[Text passage]
========================

It would be fair to ask why Eph feels compelled to take Zack under his wing and into battle, as opposed to fleeing across the nearest bridge before somebody decides no one’s getting out of New York City — dead or alive. But someone has to play hero, especially when quivering cowards like Eph’s former boss Everett Barnes — who, ironically, backpedaled away from his opportunity to quarantine Manhattan — are falling in line with Eldritch and Eichhorst rather than get tossed over a towering ledge like Secretary Pierson (can you blame him?).

It’s a tough day for Zack, who trades in his portable video games for a silver sword, stares down red-eyed strigoi (a cool touch, and very reminiscent of the early Michael Mann film The Keep, a 1983 horror tale that also marries monsters and Nazi mythology), and comes face to hideously transformed face with his undead mother. That last part is arguably Zack’s own fault, since he’d faked an asthma attack just so his father would feel compelled to return to Woodside for spare inhalers, a ruse that would allow Zack to retrieve a family photo album. Or maybe that’s more Eph’s cross to bear, since it’s virtually inexplicable that he didn’t insist Zack stay back with the pack while he retrieved any lingering inhalers, given the likelihood that Kelly was lurking around those parts. However you slice it, Mama Goodweather is indeed on the premises, but she (it?) backs off after a warning shot from Eph.

At this point, it’s unclear where Kelly gets summoned to next, because the Master is officially on the run. Fet and the gang track him down successfully to Bolivar’s Tribeca lair, where they encounter vamp lackeys and dispatch many of them with dynamite, bullets, and old-fashioned chutzpah. Abe finds an opening through the sinister hordes and is awarded a chance to square off against his historic foe. It does not go well at first — but then Eph and Zack arrive and channel their From Dusk Till Dawn mojo by smashing out windows to allow sunlight to pour in. The Master, burned and surprised, takes a bit of a pratfall out onto the roof, where Abe makes the rookie (and Oberyn Martell–ish) mistake of sermonizing “in the name of all that is holy,” rather than chopping the Master’s block off. And before anyone can say “Wood-carver!” the Master has called away all his scions and rappelled down the building, presumably to safe harbor. Foiled again!

Fortunately for all humanity, Gus may have stumbled onto — or, more accurately, been carefully selected for and indoctrinated into — something big. He’s “deep underground” with anti-hero vamp Quinlan and standoffish at first, warning, “If you plannin’ on eatin’ Mexican tonight, you gonna choke.” (Much as we imagine Miguel Gomez nearly did on that dialogue.) Alas, Quinlan and a panel of neat-looking vampires he refers to as “The Ancients” (it’s not official without a pronoun, after all) merely want Gus to join them as a human soldier in their fight against some night-stalking adversaries who broke a sacred truce. This, no doubt, refers to the Master, Eichhorst et al., and the reveal suggests that much of season two’s action could orbit around this “vampire turf war.”

========================

[Given data]
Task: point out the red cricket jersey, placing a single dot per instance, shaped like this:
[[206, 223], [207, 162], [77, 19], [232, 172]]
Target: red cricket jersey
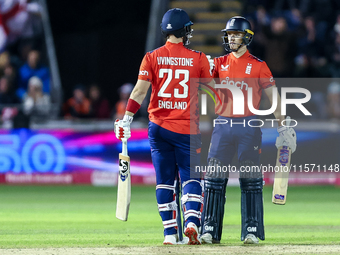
[[174, 98], [244, 72]]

========================

[Actions to take]
• A. Reproduce everything in the episode recap from "It would be" down to "you blame him?).", word for word.
• B. According to the episode recap, where do Fet and the gang track down the Master?

[Responses]
• A.
It would be fair to ask why Eph feels compelled to take Zack under his wing and into battle, as opposed to fleeing across the nearest bridge before somebody decides no one’s getting out of New York City — dead or alive. But someone has to play hero, especially when quivering cowards like Eph’s former boss Everett Barnes — who, ironically, backpedaled away from his opportunity to quarantine Manhattan — are falling in line with Eldritch and Eichhorst rather than get tossed over a towering ledge like Secretary Pierson (can you blame him?).

• B. To Bolivar's Tribeca lair.